After disabling all the useless services and processes, reboot your system and have another try at Flashgot. At the time of this writing flashget is downloading something and the system is running just fine (I hope that the above is a viable solution but cannot be 100% sure). By the way, my flashget got to the point where it instantly froze my system when I opened it (thank God it wasn't in the startup process list  ).

Hope this helps and have a nice day.


----------



## monkeenuts2000 (Aug 8, 2008)

Fantastic mate, hopefully that will solve ill try when i get home and post outcome....thanks for your help...


----------



## monkeenuts2000 (Aug 8, 2008)

No i am getting same problem i have disabled all useless services and start up cons but vista wil stll crash after say 5 - 15 mins of downloading files? Anybody got any other ideas please, i was really hopefully that the previous coments would work but alas:4-dontkno:4-dontkno:4-dontkno


----------



## monkeenuts2000 (Aug 8, 2008)

Ok, i have now started using firefox with flashgot plugin and when i download files using firefoxes own built in downloader no crash! i thought great, so i reinstalled flashget and orbit as i want to download a lot files it crashed again after 10 - 20 mins...wish i could use firefoxes built in downloader but when you want to down load hundreds of files it isnt really possible as you have start them manually and they cannot be restarted. Any ideas as to why i use download manager this crashes? please help!


----------



## nextAI (Aug 14, 2008)

Hello again monkeenuts2000, I am really sorry that the problem is not solved for you (my system doesn't freeze anymore, fortunately, after disabling some of the services and processes). Try this as a last resort and tell me if you still get the crash (note: this resolution is something temporary in order to determine if one of the running processes or services is the cause of the conflict/crash):

1.Open msconfig and, in the "General" tab, use Selective Startup, then uncheck "Load Startup Items". Now reboot and try to download something.

2.If the crash still reproduces then open msconfig again and uncheck the "Load System services", too. Reboot and retry downloading. 

3. If you still get the crash then uncheck "Process system.ini", "Process win.ini", reboot and retry.

Please tell me your results - we have to make this sucker behave ! :wink:

Regards,
nextAI.


----------



## monkeenuts2000 (Aug 8, 2008)

hi there, so i have tried the 1st option of cancelling startup items and crash still happens, so i unchecked services box and rebooted but then i cant connect to the internet anymore as doesnt see my modem. plus the 3rd options uncheck "Process system.ini", "Process win.ini", where is this? thanks


----------



## nextAI (Aug 14, 2008)

Hi , sorry about the system.ini and win.ini info, that's for Windows XP only. Try this: 

Right-click on flashget shortcut or exe, properties, go to "Compatibility" tab, check "Run this program in compatibility mode for" and select "Windows XP Service Pack 2".

──────

**Aim 1**
Write out the forum thread on download crashes from "After disabling all" to "for your help...".
**Aim 2**
Answer these from the forum thread on download crashes:
(a) Which two programs did monkeenuts2000 reinstall after downloads through the Firefox built-in downloader caused no crash?
(b) What happened after monkeenuts2000 unchecked the services box and rebooted?
(c) Which compatibility mode does nextAI suggest selecting for flashget?
The records after this point are separate material, unrelated to the forum thread on download crashes.

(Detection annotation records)
──────

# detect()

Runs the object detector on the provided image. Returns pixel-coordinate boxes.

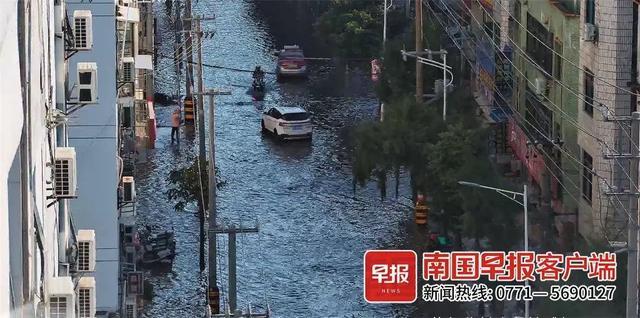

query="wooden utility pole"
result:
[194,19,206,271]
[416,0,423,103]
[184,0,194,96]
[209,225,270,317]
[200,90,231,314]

──────

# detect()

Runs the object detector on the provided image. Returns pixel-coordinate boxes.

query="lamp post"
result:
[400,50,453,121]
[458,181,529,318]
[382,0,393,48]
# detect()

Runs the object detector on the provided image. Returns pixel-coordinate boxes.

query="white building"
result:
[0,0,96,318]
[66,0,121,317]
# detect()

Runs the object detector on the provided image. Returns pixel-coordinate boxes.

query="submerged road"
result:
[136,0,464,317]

──────

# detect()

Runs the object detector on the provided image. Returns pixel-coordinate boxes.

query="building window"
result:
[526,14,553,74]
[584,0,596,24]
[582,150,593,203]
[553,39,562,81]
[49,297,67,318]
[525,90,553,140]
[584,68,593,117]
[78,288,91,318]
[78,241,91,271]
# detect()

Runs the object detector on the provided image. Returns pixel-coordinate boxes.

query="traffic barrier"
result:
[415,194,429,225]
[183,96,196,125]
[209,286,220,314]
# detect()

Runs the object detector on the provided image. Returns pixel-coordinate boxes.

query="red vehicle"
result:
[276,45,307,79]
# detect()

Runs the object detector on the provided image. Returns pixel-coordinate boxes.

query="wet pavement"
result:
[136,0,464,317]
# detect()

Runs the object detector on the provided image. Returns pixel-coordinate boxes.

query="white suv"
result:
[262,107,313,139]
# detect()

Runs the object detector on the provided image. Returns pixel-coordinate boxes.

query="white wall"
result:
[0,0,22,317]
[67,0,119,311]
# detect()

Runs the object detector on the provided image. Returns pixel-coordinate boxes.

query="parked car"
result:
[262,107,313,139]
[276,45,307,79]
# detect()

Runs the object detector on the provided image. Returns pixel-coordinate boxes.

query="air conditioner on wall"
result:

──────

**Finished answer 1**
After disabling all the useless services and processes, reboot your system and have another try at Flashgot. At the time of this writing flashget is downloading something and the system is running just fine (I hope that the above is a viable solution but cannot be 100% sure). By the way, my flashget got to the point where it instantly froze my system when I opened it (thank God it wasn't in the startup process list  ).

Hope this helps and have a nice day.


----------



## monkeenuts2000 (Aug 8, 2008)

Fantastic mate, hopefully that will solve ill try when i get home and post outcome....thanks for your help...

**Finished answer 2**
(a) Flashget and orbit.
(b) monkeenuts2000 could no longer connect to the internet because the system didn't see the modem.
(c) Windows XP Service Pack 2.